[Saved data entries]
####################

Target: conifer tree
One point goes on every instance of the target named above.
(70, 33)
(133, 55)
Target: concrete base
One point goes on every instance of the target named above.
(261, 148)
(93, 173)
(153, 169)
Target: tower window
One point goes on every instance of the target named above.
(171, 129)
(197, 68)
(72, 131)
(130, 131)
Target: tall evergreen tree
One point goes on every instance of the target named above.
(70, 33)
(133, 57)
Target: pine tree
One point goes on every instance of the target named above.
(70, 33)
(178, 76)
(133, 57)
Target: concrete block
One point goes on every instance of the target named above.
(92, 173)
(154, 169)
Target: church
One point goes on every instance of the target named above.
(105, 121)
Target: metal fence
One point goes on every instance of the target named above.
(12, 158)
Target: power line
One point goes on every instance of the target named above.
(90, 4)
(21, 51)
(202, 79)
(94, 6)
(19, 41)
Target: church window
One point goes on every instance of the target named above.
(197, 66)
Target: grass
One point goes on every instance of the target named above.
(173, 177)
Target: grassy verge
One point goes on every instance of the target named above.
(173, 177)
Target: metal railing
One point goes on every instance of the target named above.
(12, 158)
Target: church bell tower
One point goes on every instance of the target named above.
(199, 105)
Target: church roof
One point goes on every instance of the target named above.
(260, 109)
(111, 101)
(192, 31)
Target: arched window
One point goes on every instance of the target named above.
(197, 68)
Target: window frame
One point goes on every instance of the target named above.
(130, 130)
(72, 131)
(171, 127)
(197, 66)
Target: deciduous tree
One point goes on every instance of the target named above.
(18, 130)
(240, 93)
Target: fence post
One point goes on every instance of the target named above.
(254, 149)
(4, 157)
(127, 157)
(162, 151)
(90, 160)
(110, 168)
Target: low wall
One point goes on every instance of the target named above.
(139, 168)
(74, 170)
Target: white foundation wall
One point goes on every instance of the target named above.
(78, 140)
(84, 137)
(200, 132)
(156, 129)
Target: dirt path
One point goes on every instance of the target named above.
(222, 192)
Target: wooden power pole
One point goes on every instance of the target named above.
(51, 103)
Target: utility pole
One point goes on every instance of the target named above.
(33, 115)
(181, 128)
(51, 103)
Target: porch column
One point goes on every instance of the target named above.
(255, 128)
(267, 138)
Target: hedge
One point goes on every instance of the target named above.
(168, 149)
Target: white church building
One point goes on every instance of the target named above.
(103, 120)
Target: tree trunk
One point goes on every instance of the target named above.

####################

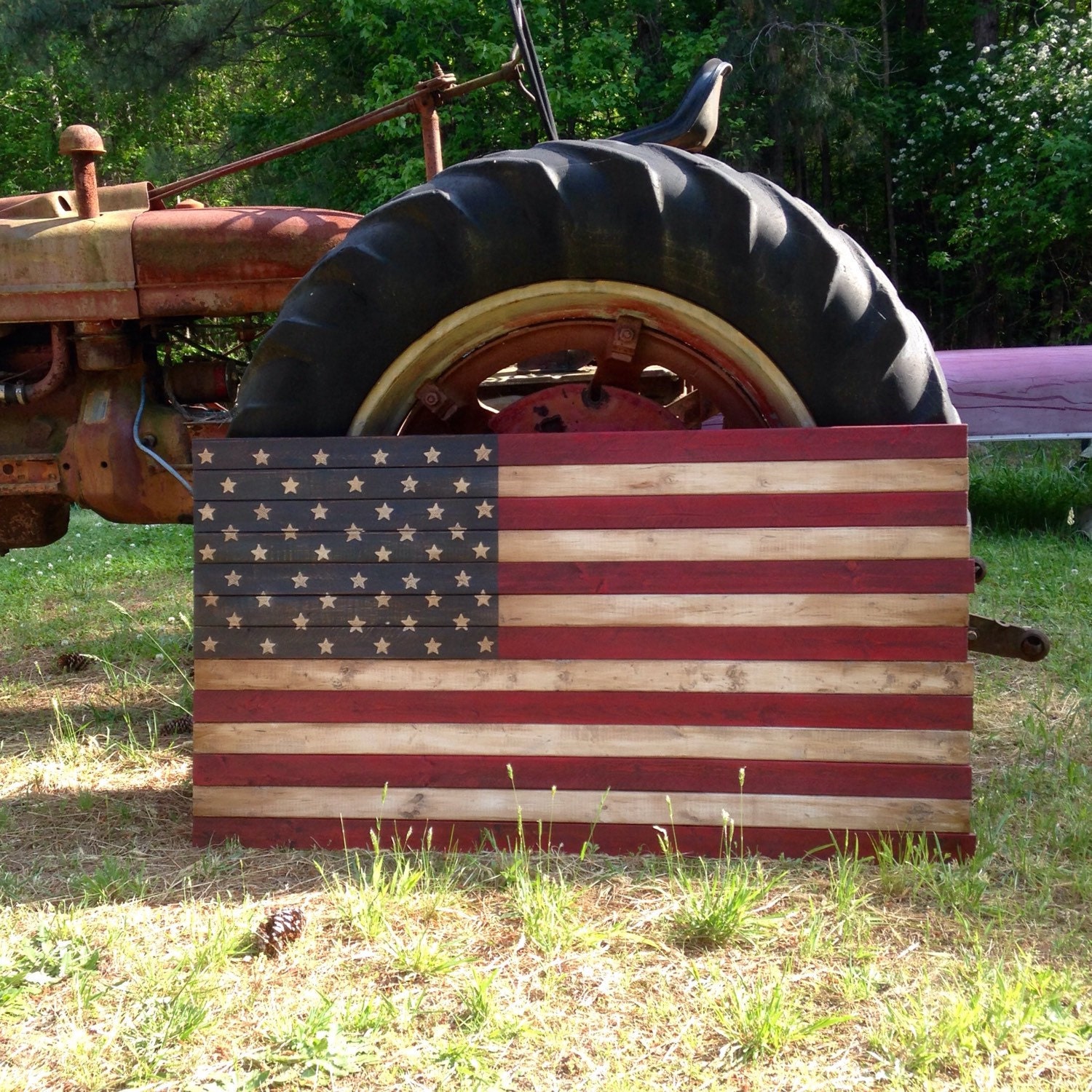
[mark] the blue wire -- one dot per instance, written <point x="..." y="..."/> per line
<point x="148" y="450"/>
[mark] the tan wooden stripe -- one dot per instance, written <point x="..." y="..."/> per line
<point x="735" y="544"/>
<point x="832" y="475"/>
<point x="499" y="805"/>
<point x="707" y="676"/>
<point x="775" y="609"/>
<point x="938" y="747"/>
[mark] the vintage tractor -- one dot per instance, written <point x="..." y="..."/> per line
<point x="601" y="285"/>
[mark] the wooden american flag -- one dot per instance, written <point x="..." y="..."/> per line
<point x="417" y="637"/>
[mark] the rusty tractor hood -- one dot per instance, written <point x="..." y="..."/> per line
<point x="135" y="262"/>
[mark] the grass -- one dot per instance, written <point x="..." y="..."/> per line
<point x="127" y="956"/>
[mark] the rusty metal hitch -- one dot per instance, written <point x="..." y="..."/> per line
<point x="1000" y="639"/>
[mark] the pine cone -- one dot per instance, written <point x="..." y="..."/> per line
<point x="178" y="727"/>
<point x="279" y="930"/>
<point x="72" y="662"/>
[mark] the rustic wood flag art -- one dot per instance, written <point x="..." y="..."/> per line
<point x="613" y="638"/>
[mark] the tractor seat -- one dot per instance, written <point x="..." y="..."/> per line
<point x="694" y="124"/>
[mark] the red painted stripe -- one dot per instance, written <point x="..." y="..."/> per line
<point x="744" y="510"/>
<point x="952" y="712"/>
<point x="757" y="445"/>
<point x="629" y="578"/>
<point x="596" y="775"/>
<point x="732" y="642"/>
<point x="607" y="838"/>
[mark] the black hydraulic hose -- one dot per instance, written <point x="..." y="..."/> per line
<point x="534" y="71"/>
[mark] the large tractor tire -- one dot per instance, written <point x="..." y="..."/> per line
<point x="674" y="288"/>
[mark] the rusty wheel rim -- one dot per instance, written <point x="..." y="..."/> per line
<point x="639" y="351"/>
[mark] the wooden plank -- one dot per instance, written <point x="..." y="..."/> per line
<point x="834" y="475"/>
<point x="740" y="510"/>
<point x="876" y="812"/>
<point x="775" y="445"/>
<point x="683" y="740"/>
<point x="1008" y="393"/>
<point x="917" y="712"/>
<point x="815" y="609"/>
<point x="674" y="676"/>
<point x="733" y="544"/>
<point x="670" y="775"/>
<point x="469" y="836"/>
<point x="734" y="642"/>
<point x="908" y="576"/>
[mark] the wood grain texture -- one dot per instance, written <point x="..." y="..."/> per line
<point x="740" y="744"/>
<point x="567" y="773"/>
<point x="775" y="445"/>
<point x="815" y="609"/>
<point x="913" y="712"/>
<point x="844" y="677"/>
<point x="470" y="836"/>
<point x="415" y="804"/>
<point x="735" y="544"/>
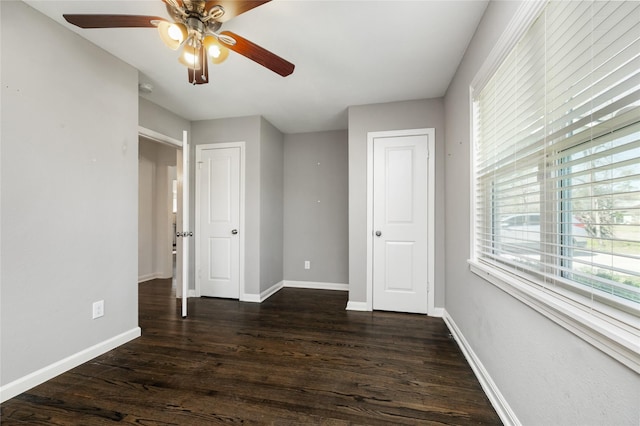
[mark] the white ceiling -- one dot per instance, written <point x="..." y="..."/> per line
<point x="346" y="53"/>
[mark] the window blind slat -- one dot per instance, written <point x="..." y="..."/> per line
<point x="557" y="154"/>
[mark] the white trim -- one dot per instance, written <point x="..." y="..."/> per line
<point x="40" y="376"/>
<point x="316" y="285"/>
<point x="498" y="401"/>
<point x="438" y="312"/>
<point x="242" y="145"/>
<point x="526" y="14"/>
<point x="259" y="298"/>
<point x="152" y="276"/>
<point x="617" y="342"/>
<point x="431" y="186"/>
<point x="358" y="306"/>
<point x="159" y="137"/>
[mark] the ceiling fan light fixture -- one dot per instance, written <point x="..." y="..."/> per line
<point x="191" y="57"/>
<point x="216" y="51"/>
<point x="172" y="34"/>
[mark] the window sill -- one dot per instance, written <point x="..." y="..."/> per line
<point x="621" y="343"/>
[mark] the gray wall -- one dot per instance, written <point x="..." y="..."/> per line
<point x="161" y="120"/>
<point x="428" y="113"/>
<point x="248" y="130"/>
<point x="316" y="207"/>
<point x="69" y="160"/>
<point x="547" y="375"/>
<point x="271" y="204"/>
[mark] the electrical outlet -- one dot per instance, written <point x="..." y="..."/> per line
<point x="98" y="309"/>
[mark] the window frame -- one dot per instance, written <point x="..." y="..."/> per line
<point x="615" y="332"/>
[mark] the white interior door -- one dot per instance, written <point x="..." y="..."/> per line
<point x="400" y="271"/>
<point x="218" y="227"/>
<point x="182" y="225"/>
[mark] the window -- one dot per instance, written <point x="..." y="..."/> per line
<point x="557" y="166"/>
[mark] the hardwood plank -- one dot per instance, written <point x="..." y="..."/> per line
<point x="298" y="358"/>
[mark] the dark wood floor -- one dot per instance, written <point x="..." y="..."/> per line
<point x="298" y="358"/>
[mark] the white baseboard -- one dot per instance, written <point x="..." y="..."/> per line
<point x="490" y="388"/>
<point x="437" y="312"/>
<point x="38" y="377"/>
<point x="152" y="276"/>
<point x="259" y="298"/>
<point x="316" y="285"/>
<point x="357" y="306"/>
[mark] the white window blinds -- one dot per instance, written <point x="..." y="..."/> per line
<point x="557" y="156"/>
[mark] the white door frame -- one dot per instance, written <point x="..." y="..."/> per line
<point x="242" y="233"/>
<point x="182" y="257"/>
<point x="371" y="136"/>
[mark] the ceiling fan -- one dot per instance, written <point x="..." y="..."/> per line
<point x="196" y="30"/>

####################

== Task details ==
Which of the rows above contain the word "pine"? Return each of those rows in full.

== Result for this exercise ==
Target: pine tree
[mark] the pine cone -- one dot per instance, written <point x="..." y="..."/> per line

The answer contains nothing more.